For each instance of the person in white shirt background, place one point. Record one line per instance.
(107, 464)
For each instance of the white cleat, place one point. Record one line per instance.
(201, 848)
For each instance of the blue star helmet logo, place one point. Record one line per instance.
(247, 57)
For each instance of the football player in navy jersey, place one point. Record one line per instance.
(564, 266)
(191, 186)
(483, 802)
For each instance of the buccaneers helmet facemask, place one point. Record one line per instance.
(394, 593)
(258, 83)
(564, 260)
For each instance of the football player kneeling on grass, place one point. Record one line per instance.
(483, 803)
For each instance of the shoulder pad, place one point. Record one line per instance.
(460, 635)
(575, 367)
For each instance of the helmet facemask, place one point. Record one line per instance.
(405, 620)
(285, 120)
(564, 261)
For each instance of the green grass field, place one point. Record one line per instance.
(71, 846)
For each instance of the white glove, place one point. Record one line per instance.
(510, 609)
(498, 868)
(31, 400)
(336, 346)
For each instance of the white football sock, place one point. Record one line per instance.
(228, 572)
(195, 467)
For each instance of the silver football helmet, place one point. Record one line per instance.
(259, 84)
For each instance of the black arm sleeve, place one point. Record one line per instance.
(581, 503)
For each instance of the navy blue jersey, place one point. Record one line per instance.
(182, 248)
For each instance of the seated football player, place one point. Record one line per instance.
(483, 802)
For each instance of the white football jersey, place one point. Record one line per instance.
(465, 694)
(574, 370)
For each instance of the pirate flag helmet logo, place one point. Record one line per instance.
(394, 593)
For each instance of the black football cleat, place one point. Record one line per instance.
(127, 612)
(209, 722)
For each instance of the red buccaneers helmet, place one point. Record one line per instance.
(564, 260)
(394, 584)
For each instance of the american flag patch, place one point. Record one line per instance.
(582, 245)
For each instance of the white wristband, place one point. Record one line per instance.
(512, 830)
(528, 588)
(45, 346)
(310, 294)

What to produce –
Find "For each instance of the white glove, place" in the data above, then repeat that line and all lines after it exactly, ending with the final line.

Solution to this exercise –
For each instance of the white glove, place one point. Record one line per instance.
(510, 609)
(498, 868)
(31, 400)
(336, 346)
For each instance of the white football sock, place one point. Record one line per instance.
(228, 572)
(195, 467)
For each instance of the silver football helmet, place one point. Record one line per instance.
(259, 84)
For each instance of the black arm sleeve, place one point. Record one line per instance.
(581, 503)
For each instance of the navy blue jersey, place one point. Record one line per instance.
(182, 248)
For each instance of the seated football player, place one point. Record one line per instance.
(483, 802)
For each instance of the white football jersey, place one point. Record one line per instance.
(465, 694)
(574, 370)
For each instance of the pirate flag helmet logo, place one point. Record one line per instance.
(394, 593)
For each instance of the black football cleat, place one point. Record one line per instance.
(127, 612)
(209, 722)
For each instance of the red buccaneers helmet, place one point. Record one line per instance.
(564, 260)
(394, 584)
For each instance of the american flag patch, place one point. Record one line per instance.
(582, 245)
For each instance of the white wristband, place one point. Record one line per instance.
(512, 830)
(528, 588)
(45, 346)
(310, 294)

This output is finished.